Exercise task a —
Answer these questions using the blog post on Heracles and Cadmus:
(i) Which book contains the passage that Professor Anderson commented on?
(ii) According to the English translation, who had consumed whatever the flames could destroy?
(iii) According to the English translation, what did Hercules retain?

Showing posts with label necklace. Show all posts
Showing posts with label necklace. Show all posts

Sunday, May 13, 2012

Heracles and Cadmus: Vestem and Vestigia


Professor Anderson's attentive eye noticed more than one interesting thing about this passage in Book 9 -- it's the moment Heracles is finally separated from his maternal portion once and for all:
interea quodcumque fuit populabile flammae,
Mulciber abstulerat, nec cognoscenda remansit
Herculis effigies, nec quicquam ab imagine ductum
matris habet, tantumque Iovis vestigia servat.             265
utque novus serpens posita cum pelle senecta
luxuriare solet, squamaque nitere recenti,
sic ubi mortales Tirynthius exuit artus,
parte sui meliore viget, maiorque videri
coepit et augusta fieri gravitate verendus.
Meanwhile, Mulciber had consumed whatever the flames could destroy, and no recognisable form of Hercules remained, no semblance of what came to him from his mother: he only retained his inheritance from Jove.

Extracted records
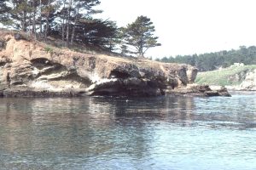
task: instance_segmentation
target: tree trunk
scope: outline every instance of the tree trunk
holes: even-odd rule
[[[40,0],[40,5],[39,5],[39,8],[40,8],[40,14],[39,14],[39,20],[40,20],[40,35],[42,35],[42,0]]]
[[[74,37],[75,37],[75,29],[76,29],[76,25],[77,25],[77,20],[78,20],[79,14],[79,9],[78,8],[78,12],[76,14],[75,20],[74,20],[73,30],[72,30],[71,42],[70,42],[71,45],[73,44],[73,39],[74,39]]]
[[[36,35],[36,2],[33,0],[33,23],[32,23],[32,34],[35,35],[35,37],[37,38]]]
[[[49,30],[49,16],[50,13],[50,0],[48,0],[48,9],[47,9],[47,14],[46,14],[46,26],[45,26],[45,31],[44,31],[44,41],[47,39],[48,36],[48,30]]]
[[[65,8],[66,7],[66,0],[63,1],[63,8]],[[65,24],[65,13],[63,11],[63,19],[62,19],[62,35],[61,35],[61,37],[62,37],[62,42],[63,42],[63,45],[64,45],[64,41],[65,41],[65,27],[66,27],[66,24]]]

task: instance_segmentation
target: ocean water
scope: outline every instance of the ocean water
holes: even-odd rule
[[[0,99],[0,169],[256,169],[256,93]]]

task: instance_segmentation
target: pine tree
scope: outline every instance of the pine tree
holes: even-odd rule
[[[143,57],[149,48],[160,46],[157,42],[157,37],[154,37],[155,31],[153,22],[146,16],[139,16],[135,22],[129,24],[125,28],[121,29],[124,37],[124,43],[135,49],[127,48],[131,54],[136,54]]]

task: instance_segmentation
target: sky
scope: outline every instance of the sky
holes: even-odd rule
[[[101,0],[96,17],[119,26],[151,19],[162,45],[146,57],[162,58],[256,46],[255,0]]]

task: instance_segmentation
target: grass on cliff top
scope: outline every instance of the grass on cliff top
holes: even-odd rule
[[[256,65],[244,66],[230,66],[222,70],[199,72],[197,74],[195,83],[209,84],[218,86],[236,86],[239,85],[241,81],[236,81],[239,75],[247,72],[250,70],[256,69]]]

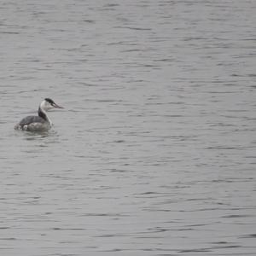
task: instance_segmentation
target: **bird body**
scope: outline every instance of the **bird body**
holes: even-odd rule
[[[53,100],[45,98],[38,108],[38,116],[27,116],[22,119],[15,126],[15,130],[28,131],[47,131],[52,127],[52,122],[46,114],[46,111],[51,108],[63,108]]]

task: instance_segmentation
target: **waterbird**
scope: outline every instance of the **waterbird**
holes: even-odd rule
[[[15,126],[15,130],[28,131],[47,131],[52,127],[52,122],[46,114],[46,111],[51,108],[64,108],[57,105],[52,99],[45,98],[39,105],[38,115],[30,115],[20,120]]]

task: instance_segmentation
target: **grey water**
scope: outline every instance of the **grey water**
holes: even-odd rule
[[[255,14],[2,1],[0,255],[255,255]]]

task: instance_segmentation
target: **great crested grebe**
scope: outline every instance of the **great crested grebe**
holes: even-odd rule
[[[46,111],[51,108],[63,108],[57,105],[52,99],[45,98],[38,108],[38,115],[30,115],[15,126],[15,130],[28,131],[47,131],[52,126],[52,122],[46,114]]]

--

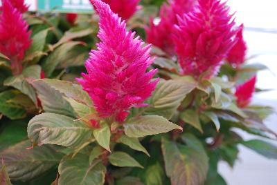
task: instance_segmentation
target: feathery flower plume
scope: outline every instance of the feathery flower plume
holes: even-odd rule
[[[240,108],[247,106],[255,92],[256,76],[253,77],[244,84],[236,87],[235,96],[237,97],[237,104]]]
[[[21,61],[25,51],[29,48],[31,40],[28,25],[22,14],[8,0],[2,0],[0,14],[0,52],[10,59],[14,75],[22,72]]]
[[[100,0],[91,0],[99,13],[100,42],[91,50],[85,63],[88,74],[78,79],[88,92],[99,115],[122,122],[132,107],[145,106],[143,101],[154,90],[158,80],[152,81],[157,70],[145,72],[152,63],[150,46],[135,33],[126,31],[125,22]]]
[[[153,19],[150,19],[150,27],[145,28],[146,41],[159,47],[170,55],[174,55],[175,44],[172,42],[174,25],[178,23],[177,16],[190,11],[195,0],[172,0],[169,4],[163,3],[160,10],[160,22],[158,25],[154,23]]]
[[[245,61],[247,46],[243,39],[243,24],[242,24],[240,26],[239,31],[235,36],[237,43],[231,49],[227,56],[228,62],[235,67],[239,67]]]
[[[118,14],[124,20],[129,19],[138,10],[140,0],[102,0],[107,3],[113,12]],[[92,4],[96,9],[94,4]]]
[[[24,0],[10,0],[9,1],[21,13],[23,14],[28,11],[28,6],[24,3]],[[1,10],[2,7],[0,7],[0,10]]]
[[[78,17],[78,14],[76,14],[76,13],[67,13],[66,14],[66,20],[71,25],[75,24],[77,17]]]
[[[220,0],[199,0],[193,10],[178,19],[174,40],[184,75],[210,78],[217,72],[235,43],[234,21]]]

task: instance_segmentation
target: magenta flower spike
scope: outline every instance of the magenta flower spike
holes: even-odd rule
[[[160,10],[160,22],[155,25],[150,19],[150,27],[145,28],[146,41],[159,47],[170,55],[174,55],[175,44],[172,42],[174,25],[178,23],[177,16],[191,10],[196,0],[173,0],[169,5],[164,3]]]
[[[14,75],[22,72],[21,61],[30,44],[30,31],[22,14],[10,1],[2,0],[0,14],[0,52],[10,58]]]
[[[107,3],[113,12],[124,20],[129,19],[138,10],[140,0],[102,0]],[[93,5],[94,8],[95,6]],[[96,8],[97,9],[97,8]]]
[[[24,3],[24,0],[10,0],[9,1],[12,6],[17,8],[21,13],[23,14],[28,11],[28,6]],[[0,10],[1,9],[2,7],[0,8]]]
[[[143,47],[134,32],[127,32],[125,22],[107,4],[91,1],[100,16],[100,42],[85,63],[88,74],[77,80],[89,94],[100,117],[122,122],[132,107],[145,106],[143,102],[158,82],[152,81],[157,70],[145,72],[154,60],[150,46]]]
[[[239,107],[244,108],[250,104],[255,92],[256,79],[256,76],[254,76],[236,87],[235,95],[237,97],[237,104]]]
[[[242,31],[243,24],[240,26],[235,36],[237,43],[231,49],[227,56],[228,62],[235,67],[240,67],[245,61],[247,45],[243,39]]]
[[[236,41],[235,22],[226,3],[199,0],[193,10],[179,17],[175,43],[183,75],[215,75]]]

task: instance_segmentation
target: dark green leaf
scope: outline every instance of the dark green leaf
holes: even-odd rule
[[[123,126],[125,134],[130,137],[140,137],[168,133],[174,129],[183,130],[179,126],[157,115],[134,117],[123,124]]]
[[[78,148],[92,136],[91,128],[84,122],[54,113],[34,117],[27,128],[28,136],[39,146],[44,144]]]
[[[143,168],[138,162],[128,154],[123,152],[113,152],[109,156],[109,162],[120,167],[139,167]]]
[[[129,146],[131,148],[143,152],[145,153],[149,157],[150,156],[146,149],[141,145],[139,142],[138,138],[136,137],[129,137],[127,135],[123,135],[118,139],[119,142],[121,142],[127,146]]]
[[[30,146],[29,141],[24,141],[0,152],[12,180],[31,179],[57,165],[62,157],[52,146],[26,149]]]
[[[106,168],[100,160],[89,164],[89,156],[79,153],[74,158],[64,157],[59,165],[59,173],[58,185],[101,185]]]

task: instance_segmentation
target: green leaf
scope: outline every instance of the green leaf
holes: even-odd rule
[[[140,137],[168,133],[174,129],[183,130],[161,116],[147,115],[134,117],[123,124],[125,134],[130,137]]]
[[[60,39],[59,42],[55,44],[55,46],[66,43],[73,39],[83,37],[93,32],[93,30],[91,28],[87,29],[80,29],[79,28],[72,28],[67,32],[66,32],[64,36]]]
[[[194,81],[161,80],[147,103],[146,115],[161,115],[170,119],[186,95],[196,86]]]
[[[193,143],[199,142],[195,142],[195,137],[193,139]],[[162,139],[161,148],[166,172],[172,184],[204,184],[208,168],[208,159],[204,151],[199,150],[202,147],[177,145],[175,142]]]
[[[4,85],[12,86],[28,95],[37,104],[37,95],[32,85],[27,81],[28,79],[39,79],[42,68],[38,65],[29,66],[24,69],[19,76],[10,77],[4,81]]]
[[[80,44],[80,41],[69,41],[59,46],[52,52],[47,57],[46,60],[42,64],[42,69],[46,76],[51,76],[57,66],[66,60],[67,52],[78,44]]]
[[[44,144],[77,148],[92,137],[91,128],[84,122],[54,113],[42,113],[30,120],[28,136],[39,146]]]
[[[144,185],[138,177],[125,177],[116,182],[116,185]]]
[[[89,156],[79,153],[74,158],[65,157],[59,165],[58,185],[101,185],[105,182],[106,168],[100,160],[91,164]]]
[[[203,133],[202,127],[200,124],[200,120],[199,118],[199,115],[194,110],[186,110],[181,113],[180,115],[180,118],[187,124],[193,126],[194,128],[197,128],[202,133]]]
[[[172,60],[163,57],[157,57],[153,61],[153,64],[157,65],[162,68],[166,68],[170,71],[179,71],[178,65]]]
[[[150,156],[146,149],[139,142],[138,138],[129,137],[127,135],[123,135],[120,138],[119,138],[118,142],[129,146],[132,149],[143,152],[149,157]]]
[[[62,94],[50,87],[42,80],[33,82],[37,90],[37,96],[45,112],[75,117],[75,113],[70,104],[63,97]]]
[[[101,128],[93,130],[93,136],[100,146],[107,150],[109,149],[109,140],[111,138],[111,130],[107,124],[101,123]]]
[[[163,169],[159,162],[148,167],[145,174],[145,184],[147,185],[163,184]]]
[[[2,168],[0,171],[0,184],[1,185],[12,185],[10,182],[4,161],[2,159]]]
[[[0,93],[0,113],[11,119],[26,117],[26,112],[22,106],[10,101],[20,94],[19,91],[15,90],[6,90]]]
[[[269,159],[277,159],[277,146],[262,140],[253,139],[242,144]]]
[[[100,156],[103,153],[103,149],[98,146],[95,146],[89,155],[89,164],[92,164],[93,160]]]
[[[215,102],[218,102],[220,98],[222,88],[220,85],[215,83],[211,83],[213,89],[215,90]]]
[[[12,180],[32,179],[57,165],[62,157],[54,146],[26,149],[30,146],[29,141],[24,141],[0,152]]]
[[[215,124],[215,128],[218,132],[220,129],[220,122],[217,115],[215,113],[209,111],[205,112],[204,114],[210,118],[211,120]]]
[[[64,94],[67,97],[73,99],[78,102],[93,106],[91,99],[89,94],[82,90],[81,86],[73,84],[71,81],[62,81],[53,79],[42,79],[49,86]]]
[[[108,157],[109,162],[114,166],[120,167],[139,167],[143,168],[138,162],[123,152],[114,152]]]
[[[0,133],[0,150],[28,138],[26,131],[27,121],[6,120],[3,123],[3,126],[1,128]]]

Exercise task b — Report every line in the listing that contains the string "magenta". Case counts.

Worked answer a —
(i) Book 9
(ii) Mulciber
(iii) His inheritance from Jove

Worked answer b —
target: magenta flower spike
scope: outline every instance of the magenta flower spike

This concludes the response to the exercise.